* Your goal *
How many of the lines below contain the string "orange", matching case exactly? Give only the number.

* Dataset records *
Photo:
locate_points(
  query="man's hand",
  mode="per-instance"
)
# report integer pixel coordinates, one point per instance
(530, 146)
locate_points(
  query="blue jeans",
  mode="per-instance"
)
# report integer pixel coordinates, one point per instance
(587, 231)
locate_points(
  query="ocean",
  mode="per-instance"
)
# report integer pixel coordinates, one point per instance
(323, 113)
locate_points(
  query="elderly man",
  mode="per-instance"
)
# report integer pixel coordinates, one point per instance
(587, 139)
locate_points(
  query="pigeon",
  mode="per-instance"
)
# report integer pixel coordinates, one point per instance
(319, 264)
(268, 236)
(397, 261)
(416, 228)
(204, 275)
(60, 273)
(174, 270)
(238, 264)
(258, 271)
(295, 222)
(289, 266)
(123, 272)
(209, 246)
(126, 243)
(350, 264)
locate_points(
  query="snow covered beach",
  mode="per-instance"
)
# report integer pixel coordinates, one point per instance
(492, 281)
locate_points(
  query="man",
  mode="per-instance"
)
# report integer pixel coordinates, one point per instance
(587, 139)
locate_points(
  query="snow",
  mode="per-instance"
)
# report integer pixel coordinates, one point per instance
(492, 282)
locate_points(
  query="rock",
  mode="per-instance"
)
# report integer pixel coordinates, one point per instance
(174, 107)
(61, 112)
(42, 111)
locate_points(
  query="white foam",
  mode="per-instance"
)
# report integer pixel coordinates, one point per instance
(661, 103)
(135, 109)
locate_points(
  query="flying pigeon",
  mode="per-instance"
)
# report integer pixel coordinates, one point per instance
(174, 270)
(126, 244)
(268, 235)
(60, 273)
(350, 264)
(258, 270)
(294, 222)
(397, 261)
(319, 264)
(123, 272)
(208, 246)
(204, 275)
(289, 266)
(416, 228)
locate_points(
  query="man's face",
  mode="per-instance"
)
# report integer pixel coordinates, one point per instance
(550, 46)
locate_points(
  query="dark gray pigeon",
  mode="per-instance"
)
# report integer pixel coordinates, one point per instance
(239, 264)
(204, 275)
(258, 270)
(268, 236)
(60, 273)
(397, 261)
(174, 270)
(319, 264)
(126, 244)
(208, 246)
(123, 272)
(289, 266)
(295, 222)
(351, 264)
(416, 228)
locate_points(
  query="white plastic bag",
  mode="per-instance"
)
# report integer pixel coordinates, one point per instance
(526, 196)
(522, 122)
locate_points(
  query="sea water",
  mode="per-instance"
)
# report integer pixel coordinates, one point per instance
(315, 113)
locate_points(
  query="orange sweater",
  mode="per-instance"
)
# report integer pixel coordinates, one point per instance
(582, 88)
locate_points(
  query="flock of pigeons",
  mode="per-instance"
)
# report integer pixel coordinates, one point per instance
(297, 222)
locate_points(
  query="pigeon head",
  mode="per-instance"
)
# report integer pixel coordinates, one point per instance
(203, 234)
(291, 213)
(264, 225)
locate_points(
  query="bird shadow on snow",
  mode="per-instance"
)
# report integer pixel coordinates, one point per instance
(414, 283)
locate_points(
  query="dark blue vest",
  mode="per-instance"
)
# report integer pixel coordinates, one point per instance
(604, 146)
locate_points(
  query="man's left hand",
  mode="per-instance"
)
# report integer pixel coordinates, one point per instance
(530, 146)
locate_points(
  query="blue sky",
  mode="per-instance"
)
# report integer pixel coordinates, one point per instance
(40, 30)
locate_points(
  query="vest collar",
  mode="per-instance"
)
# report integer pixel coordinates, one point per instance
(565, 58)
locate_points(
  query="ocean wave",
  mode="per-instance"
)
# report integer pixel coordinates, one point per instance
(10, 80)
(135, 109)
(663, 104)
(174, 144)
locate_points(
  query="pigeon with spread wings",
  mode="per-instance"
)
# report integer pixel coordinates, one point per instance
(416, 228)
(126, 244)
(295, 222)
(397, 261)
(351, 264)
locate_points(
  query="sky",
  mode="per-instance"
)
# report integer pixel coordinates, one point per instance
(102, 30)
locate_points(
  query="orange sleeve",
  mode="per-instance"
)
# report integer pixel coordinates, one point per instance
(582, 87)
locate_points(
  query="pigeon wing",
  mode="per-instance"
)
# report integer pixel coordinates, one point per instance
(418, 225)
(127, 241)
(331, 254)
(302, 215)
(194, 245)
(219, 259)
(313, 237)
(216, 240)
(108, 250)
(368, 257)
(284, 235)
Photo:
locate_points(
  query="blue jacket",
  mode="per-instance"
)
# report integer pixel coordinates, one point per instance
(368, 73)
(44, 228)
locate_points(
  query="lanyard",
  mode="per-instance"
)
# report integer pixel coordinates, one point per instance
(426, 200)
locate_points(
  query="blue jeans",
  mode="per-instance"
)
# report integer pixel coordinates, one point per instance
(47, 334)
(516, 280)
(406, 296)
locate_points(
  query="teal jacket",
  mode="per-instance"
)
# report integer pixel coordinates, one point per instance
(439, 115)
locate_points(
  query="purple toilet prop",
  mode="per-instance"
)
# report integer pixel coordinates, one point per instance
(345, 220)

* Problem solution *
2